=== SUPPLIED RECORDS ===

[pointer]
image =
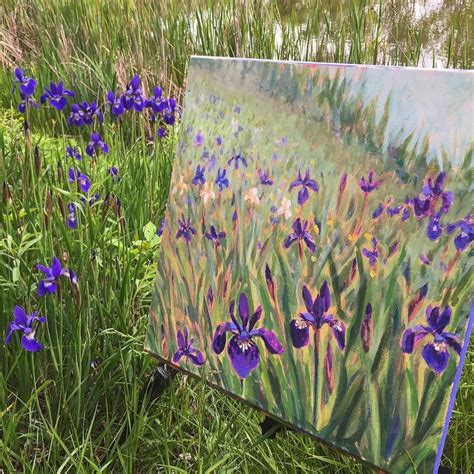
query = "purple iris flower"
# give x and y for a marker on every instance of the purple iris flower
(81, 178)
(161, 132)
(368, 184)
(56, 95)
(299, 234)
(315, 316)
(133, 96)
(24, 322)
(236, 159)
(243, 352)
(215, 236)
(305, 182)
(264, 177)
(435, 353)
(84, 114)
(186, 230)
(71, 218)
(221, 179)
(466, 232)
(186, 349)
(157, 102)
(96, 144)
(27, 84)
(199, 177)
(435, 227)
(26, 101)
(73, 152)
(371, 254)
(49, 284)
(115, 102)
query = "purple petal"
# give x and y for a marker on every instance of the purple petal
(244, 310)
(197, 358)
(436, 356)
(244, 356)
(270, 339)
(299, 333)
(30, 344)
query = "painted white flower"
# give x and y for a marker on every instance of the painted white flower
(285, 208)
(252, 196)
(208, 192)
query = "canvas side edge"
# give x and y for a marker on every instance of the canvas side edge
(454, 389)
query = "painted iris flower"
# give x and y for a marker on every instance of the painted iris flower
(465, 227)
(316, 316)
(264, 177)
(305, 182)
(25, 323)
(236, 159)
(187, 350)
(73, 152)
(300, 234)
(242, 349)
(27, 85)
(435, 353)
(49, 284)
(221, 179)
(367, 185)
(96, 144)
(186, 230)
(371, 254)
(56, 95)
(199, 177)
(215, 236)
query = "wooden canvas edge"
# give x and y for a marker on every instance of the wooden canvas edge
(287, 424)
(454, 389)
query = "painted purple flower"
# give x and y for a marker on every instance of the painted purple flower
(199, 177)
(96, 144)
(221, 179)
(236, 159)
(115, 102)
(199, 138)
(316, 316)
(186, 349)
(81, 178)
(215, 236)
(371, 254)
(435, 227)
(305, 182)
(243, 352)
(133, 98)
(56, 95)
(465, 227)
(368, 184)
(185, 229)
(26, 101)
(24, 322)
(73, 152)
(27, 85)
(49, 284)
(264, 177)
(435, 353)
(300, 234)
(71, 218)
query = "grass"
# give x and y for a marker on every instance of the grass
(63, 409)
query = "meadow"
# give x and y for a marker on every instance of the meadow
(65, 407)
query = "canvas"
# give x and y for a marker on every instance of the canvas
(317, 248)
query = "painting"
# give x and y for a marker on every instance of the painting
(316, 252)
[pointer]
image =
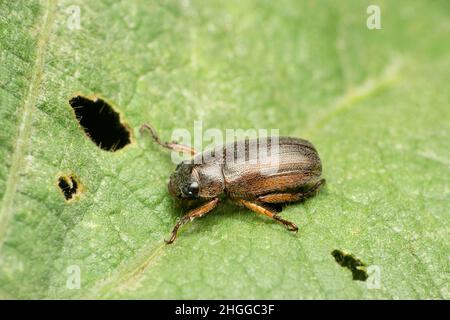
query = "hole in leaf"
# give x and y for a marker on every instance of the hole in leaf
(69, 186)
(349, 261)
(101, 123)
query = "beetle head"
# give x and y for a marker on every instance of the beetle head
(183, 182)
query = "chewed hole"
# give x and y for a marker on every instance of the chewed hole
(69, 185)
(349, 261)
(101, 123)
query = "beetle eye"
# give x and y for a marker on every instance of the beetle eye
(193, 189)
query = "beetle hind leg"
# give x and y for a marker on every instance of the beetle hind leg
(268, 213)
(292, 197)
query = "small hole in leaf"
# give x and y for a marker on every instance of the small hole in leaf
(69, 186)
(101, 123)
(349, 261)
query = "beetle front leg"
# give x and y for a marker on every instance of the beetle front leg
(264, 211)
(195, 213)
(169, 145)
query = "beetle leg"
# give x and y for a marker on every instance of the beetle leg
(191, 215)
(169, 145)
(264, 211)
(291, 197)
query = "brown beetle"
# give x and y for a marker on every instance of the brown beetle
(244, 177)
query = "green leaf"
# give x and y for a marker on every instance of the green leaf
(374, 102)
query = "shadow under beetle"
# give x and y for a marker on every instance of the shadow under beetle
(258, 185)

===

— EXERCISE INSTRUCTIONS —
Print every line of the material above exactly as it reads, skipping the pictures.

— SOLUTION TO THIS PROBLEM —
[pointer]
image =
query = "purple iris flower"
# give x and y for a marker on every instance of the purple iris flower
(81, 178)
(161, 132)
(368, 184)
(56, 95)
(299, 234)
(315, 316)
(133, 96)
(24, 322)
(236, 159)
(243, 352)
(215, 236)
(305, 182)
(264, 177)
(435, 353)
(84, 114)
(186, 230)
(71, 218)
(221, 179)
(466, 232)
(186, 349)
(157, 102)
(96, 144)
(27, 84)
(199, 177)
(435, 227)
(26, 101)
(73, 152)
(371, 254)
(49, 284)
(115, 102)
query = "purple petal"
# give x and y for a marker on every instance of the purple petal
(244, 310)
(197, 358)
(436, 356)
(244, 356)
(270, 339)
(299, 333)
(30, 344)
query = "painted white flower"
# give x and y for a marker on every instance of the painted white flower
(285, 208)
(252, 196)
(208, 192)
query = "canvas side edge"
# give x and y for a marker on every instance of the canvas side edge
(454, 389)
query = "painted iris flower"
# give x and y for a marker on every instance of the painted iris flower
(465, 227)
(316, 316)
(264, 177)
(305, 182)
(25, 323)
(236, 159)
(187, 350)
(73, 152)
(300, 234)
(242, 349)
(27, 85)
(435, 353)
(49, 284)
(221, 179)
(367, 185)
(96, 144)
(186, 230)
(371, 254)
(56, 95)
(199, 177)
(215, 236)
query = "wooden canvas edge"
# give x and y for a marker on every instance of the wooden canvas edge
(287, 424)
(454, 389)
query = "painted purple flower"
# give x and y for a marker on every instance of the painted purple flower
(199, 177)
(96, 144)
(221, 179)
(236, 159)
(115, 102)
(199, 138)
(316, 316)
(186, 349)
(81, 178)
(215, 236)
(371, 254)
(435, 227)
(305, 182)
(243, 352)
(133, 98)
(56, 95)
(465, 227)
(368, 184)
(185, 229)
(26, 101)
(24, 322)
(73, 152)
(27, 85)
(49, 284)
(264, 177)
(435, 353)
(300, 234)
(71, 218)
query = "grass"
# give x and y for a marker on every instance of the grass
(63, 409)
query = "meadow"
# give x and y for a marker on every instance of the meadow
(65, 407)
query = "canvas"
# give x and y for a marker on every instance of the canvas
(317, 248)
query = "painting"
# give x and y for a marker on every instance of the painting
(316, 252)
[pointer]
image =
query = "hole in leaf"
# give x and y for a marker on every instance of the hole in leaf
(69, 186)
(349, 261)
(101, 123)
query = "beetle head"
# give x and y for a marker on every instance of the beetle head
(183, 182)
query = "chewed hole"
# give x and y for a marker on every instance of the chewed hole
(69, 185)
(349, 261)
(101, 123)
query = "beetle eye"
# give x and y for a marker on every instance of the beetle eye
(193, 189)
query = "beetle hind leg"
# give x and y for a marker on every instance of the beetle hind leg
(268, 213)
(292, 197)
query = "small hole in leaf"
# give x and y for a marker on every instance of the small hole in leaf
(69, 186)
(101, 123)
(349, 261)
query = "beetle front leg"
# give x and y for a marker on every instance of the beetle front leg
(264, 211)
(195, 213)
(169, 145)
query = "beetle leg"
# give x and y for a marker on every instance of the beetle leg
(191, 215)
(169, 145)
(264, 211)
(291, 197)
query = "brown beetle"
# give x and y for a marker on every instance of the brown beetle
(244, 177)
query = "green leaf"
# give x and y for a marker on every instance of the green leaf
(374, 102)
query = "shadow under beetle"
# give x and y for a marker on every instance of the shadow under beetle
(258, 185)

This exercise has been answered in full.